* Exercise instructions:
Are you able to quote each entry exactly as written?

━━━ Provided records

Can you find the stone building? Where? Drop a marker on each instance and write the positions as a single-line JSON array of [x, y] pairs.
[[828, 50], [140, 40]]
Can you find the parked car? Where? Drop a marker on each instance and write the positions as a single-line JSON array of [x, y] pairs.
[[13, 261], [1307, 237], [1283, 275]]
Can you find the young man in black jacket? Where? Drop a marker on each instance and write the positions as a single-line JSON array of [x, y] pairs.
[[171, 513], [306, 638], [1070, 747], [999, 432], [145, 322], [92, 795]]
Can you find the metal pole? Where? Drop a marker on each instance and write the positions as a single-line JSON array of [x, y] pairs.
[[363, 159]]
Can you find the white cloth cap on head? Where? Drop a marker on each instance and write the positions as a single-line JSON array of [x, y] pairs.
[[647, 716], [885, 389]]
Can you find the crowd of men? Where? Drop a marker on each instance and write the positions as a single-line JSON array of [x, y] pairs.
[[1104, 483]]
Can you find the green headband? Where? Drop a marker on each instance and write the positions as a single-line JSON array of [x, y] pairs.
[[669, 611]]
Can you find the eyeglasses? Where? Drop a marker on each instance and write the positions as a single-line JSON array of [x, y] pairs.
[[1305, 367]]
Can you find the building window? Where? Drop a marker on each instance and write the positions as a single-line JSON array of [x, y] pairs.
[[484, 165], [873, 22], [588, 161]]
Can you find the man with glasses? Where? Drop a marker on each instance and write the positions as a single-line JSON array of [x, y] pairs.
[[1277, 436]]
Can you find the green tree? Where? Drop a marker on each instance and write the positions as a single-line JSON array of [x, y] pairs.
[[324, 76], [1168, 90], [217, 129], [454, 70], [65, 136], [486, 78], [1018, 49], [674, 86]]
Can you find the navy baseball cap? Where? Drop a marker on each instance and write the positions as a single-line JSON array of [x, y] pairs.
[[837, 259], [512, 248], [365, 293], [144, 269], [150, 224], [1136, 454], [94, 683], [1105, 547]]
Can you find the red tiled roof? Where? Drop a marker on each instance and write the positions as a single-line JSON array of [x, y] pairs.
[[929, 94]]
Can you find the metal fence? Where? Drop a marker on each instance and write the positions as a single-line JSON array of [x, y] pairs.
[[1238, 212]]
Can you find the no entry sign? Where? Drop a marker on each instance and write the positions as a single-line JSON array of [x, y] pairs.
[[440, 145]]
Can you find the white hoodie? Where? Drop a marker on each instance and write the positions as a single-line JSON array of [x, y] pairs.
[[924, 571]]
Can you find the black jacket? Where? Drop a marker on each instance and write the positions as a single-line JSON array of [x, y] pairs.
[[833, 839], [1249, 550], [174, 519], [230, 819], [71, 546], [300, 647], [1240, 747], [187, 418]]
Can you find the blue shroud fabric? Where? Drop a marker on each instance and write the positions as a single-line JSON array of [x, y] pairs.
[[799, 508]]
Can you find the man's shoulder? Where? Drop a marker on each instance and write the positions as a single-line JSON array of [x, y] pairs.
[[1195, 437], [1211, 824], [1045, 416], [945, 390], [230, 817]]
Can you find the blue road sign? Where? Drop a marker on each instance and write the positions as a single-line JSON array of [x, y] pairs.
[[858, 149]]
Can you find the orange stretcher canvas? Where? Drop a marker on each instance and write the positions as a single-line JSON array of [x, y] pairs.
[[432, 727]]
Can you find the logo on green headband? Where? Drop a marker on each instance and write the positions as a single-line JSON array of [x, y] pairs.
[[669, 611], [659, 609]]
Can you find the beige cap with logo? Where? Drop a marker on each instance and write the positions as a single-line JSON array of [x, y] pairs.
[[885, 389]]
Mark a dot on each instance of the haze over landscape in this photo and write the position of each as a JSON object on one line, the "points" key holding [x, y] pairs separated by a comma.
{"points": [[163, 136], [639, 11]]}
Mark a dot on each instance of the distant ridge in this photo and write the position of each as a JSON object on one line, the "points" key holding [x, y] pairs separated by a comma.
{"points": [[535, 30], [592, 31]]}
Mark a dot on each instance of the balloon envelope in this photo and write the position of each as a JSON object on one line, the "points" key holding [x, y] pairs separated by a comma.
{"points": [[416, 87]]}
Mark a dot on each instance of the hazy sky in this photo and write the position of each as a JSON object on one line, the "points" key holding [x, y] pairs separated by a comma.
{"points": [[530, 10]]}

━━━━━━

* Written answer:
Can you find the stone building? Where? Drop a marker on each instance and write the positions as a single-line JSON array of [x, y] pairs.
[[828, 50], [140, 40]]
Can you find the parked car? Where? Drop a marker on each instance and write the positions as a single-line JSON array of [x, y] pairs.
[[13, 261], [1307, 237], [1283, 275]]
Can you find the young man in black jacket? Where? Drop a marker on each instance and write the positions as a single-line JSON array of [x, y] pairs.
[[171, 513], [306, 638], [1070, 747], [999, 432], [145, 322], [92, 795]]
Can you find the metal pole? Where? Drop a marker on each instance and write the positions as a single-line JSON array of [x, y] pairs.
[[363, 159]]
Can you find the white cloth cap on head? Where? Drop a marker on each instance and write the positions as a single-line JSON array of [x, y] pairs.
[[647, 716], [885, 389]]
Can you find the crowd of men? Where? Drop a marker on each instance and write the positions as a single-line JSON array of [x, y] pairs.
[[1104, 483]]
Can you find the green headband? Where? Drop a marker on each instance and write the positions as a single-line JSON array of [x, y] pairs.
[[669, 611]]
Can you find the eyeglasses? Where? Drop a marker on each instance and write the positions as a single-line JSON array of [x, y] pairs.
[[1305, 367]]
Can you find the building window? Where? Drop a marker on each instance and write the positions as a single-line JSON array of [x, y] pairs.
[[484, 165], [873, 22], [588, 161]]
Can you find the man with glasses? Where? Drop a marker on each instance and write the positions as a single-line JSON array of [x, y] pairs.
[[1277, 436]]
Can you find the green tree? Where? Drop a marker on each instance and write the positions as a single-line JSON array of [x, y] pairs.
[[324, 76], [1168, 90], [217, 129], [454, 70], [65, 136], [486, 78], [1018, 49], [674, 86]]
Can you find the navy baseball cap? Where? Drop a marker on each instance and write the positions as a single-line JSON array of [x, y] pairs.
[[837, 259], [512, 248], [365, 293], [144, 269], [150, 224], [1136, 454], [94, 683], [1105, 547]]
Can you find the red tiled roof? Where? Drop a marker on each instance and write the positions as a single-line JSON array of [x, y] pairs.
[[929, 94]]
Can you find the metal fence? Where? Drop a marker on each instance and write the positions as a single-line JSON array of [x, y] pairs.
[[1238, 212]]
Can you find the no entry sign? Where? Drop a marker on each instance and write the positions as a single-line JSON array of [x, y] pairs.
[[440, 145]]
Can you find the white hoodie? Where? Drop a marker on each instance and write the positions as a single-line JSON array of [x, y] pairs.
[[924, 571]]
Can you find the black jacket? Where? Drop a marker on each instance and write the positions as a single-line JSON array of [x, y] pairs.
[[833, 839], [1249, 550], [174, 519], [230, 819], [71, 546], [300, 647], [1240, 747], [187, 418]]
Can you find the blue shroud fabric? Where? Drop a marker on each instance and write the positions as a single-line JSON array of [x, y] pairs.
[[799, 508]]
Can you find the man's shoulder? Where? Drop a marker on each instance and write the positions as a single-line JSON array of [x, y] pairs.
[[1195, 437], [1211, 824], [1045, 416], [945, 390], [230, 817]]
Can you find the blue road sign? Where? Drop a marker on each instance and write the positions as a single-line JSON array of [x, y] pairs.
[[858, 149]]
Can you find the orange stretcher canvas? Where? Drop a marker on each instance and write the positions as a single-line JSON array of [x, y] pairs.
[[432, 727]]
Can you find the logo on green headband? Where? Drop a marker on each instance and write the positions as a single-line JSON array of [x, y] pairs.
[[669, 611], [659, 609]]
Can you find the beige cap with logo? Where? Drop a marker on each instance and write the positions as a single-line JSON array of [x, y] pairs.
[[885, 389]]
Mark a dot on each instance of the haze over landscape in this photo and write the position of each as a JSON object on one line, the "points" key holding [x, y] pairs separated by a comma.
{"points": [[163, 136], [639, 11]]}
Mark a dot on each instance of the distant ridge in this photo and write the position of each as a JSON object on one line, the "points" key holding [x, y] pairs separated by a comma.
{"points": [[535, 30], [592, 31]]}
Mark a dot on each instance of the balloon envelope in this photo and write the position of each as a JSON object on one line, the "points" key holding [x, y] pairs separated by a comma.
{"points": [[416, 87]]}
Mark a dot on each instance of the hazy sky in this photo and write the position of each as a JSON object on one line, the "points" key holding [x, y] pairs separated by a comma.
{"points": [[530, 10]]}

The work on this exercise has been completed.